[Task prompt]: Reproduce word for word the data between the line holding "house with orange" and the line holding "top-left (140, 794), bottom-right (172, 818)", inclusive.

(begin)

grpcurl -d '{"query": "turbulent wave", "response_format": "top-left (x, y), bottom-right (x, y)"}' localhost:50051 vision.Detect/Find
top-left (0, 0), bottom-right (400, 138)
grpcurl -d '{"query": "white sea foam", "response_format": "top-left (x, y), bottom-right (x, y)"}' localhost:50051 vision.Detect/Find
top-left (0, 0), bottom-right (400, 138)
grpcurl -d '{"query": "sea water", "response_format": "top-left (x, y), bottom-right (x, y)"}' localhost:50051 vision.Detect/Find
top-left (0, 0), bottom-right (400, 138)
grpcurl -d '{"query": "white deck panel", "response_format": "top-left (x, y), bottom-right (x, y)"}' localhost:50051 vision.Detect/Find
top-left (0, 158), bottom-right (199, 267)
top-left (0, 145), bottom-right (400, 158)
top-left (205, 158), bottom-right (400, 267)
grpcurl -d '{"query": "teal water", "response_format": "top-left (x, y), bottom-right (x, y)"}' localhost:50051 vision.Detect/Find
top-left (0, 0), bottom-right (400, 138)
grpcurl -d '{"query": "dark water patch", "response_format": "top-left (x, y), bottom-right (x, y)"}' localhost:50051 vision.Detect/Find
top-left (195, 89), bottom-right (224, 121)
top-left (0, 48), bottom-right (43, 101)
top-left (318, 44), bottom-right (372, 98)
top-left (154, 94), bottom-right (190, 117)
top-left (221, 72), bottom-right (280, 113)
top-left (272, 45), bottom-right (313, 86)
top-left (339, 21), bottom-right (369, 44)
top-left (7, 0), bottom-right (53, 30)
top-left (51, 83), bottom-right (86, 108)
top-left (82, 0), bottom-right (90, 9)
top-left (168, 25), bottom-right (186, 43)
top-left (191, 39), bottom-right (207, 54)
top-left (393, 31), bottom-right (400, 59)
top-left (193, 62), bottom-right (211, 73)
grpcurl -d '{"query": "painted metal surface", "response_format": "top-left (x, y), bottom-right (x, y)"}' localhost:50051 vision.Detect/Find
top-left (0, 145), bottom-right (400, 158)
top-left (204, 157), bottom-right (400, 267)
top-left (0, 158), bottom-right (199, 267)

(end)
(begin)

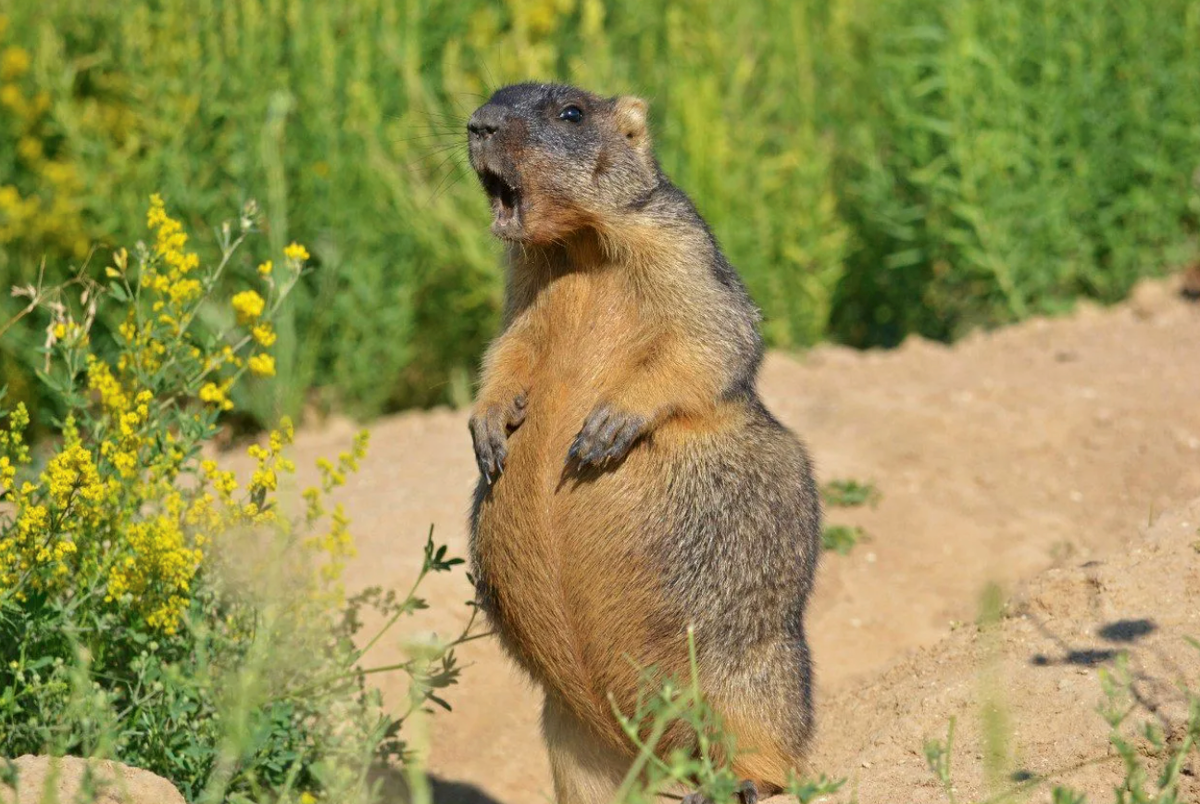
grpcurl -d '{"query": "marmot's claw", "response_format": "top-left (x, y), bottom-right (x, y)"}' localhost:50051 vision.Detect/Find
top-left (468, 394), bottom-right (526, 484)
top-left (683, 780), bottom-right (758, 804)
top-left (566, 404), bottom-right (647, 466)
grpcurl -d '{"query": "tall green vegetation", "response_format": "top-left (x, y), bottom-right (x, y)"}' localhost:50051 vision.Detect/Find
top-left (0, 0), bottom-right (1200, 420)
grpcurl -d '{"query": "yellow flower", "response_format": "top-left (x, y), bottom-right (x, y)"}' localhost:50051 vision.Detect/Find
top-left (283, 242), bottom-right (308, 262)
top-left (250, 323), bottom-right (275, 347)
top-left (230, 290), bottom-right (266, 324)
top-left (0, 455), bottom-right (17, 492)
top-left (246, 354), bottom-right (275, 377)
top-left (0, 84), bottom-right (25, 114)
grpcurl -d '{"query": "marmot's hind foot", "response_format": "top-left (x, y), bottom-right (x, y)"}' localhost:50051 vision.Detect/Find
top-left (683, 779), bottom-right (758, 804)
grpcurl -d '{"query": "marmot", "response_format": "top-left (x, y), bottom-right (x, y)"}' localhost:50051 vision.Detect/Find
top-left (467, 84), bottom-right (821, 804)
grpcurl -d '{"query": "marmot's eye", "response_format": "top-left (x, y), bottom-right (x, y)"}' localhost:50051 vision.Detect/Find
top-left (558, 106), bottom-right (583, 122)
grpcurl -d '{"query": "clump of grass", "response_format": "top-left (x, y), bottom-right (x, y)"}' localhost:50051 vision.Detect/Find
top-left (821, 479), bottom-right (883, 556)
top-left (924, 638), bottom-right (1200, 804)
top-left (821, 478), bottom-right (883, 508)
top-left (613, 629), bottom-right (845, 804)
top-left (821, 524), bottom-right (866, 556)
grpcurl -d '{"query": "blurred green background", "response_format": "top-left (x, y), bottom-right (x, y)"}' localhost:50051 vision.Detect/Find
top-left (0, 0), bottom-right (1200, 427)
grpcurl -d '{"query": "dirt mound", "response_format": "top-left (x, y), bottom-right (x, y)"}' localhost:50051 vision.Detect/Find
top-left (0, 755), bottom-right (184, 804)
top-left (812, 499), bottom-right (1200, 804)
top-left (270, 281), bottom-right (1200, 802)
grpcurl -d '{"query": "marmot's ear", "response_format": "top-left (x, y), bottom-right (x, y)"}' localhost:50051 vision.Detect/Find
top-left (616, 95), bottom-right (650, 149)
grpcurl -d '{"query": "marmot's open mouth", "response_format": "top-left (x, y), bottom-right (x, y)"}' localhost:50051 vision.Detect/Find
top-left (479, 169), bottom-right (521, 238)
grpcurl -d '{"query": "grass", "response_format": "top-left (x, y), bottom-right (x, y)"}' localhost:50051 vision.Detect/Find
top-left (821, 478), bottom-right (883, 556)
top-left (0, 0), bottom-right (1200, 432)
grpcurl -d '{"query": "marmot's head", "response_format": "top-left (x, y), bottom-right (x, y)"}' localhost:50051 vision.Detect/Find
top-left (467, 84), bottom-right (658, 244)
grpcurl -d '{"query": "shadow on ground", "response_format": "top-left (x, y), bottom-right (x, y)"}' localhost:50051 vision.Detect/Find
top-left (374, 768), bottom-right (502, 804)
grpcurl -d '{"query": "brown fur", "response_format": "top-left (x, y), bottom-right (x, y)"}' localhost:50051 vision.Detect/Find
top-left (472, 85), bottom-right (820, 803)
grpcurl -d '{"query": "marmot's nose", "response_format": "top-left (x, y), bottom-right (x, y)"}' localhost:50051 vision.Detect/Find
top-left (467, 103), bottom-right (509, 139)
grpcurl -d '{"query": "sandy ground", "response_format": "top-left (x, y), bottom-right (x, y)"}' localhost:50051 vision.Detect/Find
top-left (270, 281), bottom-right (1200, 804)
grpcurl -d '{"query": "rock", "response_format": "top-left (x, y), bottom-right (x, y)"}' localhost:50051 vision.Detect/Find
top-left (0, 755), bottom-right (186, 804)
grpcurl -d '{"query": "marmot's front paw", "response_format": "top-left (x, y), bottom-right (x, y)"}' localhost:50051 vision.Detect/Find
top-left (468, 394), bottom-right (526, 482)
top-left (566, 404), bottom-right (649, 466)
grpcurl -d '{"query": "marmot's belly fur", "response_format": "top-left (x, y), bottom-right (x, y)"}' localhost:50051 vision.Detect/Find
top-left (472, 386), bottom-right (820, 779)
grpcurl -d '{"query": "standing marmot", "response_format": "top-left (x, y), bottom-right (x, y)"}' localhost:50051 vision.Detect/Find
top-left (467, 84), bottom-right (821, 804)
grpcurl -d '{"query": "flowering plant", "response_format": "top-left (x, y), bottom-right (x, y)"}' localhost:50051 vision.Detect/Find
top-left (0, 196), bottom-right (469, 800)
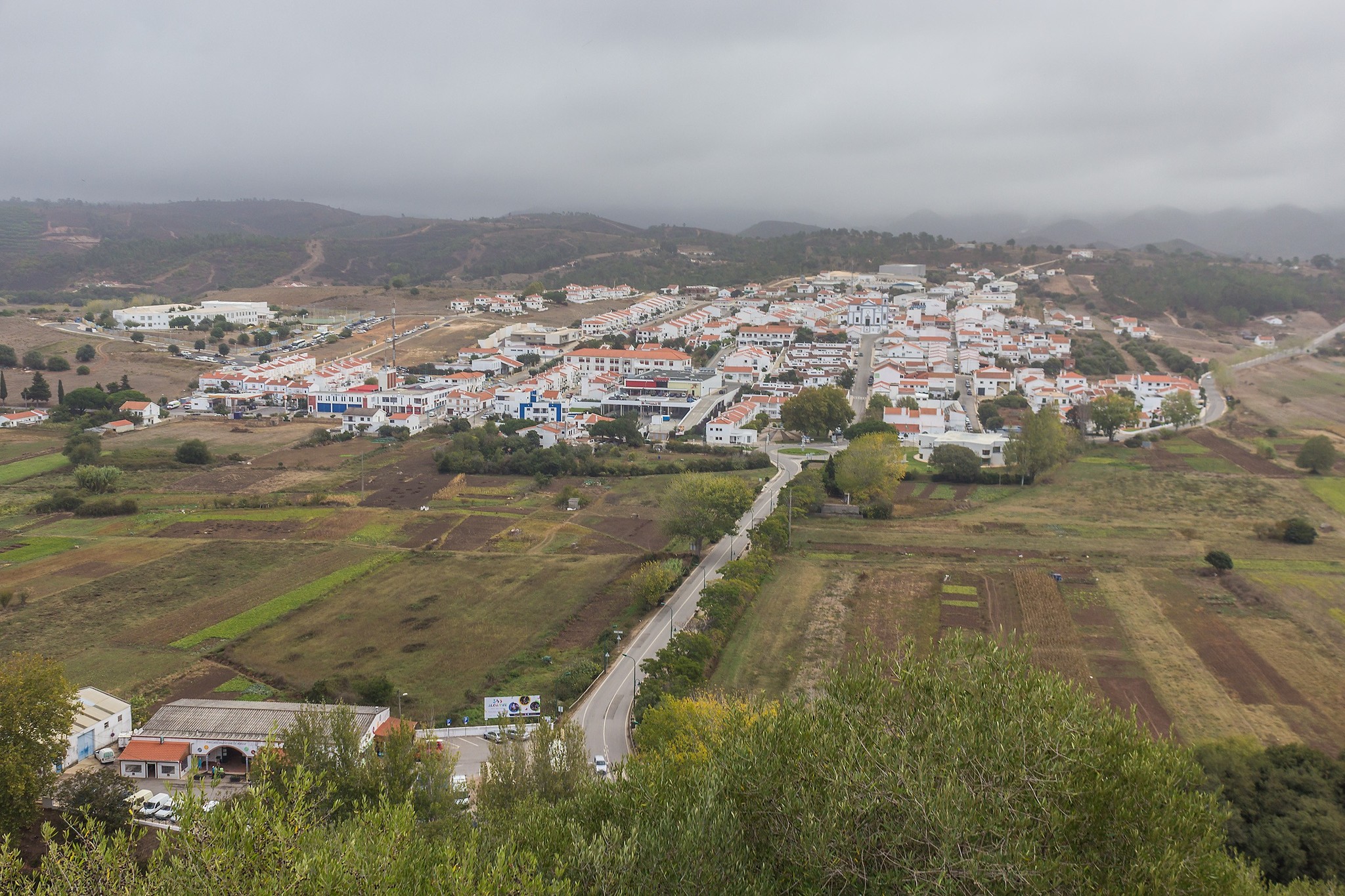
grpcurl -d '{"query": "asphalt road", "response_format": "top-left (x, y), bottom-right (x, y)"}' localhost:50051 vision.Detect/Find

(end)
(begin)

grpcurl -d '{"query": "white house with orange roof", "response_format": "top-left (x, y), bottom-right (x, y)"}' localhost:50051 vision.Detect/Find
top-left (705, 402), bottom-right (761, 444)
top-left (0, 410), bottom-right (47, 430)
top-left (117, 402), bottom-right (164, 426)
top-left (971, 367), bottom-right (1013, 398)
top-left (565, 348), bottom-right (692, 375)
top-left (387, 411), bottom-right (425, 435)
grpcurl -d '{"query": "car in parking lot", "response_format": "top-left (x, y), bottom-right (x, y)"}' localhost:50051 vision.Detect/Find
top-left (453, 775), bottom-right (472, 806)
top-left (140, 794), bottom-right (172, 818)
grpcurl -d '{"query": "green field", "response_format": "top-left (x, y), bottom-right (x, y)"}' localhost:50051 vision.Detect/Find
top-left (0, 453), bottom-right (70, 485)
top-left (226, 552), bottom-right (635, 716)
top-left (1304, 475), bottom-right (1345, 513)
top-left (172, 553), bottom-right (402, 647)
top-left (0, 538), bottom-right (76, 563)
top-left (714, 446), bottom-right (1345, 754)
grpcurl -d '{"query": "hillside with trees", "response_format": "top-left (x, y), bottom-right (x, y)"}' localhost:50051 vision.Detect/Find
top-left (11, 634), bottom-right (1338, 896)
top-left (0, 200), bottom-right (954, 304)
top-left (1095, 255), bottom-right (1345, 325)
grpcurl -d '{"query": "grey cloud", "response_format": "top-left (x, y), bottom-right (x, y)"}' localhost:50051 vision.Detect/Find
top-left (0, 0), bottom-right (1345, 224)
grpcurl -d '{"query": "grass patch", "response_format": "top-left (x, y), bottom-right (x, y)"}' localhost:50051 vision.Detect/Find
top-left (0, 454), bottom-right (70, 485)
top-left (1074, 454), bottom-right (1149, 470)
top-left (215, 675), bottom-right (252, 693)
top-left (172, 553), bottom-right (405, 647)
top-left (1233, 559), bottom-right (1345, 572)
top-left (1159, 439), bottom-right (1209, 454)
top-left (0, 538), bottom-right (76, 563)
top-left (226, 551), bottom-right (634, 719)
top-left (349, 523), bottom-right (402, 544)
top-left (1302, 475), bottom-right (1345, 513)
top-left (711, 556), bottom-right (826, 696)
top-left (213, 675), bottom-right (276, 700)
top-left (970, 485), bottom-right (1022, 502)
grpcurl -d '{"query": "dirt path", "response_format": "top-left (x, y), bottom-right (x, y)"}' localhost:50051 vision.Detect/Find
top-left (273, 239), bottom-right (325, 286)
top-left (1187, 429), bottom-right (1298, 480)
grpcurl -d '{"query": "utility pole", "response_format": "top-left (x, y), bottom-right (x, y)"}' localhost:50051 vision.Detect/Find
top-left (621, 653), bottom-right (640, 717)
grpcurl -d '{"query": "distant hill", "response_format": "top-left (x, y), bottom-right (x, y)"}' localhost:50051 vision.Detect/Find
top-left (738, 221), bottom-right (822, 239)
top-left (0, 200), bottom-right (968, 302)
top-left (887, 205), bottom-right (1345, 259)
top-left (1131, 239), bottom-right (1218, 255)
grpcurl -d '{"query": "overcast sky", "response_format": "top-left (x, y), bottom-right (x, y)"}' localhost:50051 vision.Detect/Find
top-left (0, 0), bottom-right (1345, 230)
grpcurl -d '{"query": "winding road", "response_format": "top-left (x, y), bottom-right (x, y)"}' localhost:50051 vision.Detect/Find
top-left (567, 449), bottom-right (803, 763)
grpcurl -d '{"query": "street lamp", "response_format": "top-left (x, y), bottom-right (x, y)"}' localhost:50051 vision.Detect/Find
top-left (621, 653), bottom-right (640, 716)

(end)

[Result below]:
grpcurl -d '{"query": "white house with orange roof", "response_format": "top-left (x, y), bottom-right (x, y)"}' localhost:50051 vision.Detect/Find
top-left (705, 402), bottom-right (761, 444)
top-left (0, 410), bottom-right (47, 430)
top-left (117, 402), bottom-right (164, 426)
top-left (971, 367), bottom-right (1013, 398)
top-left (565, 348), bottom-right (692, 375)
top-left (387, 411), bottom-right (425, 435)
grpcurl -d '{"query": "car in parking lot", "response_format": "top-left (x, y), bottom-right (x, y)"}' localhost:50051 vision.Detect/Find
top-left (453, 775), bottom-right (472, 806)
top-left (140, 794), bottom-right (172, 818)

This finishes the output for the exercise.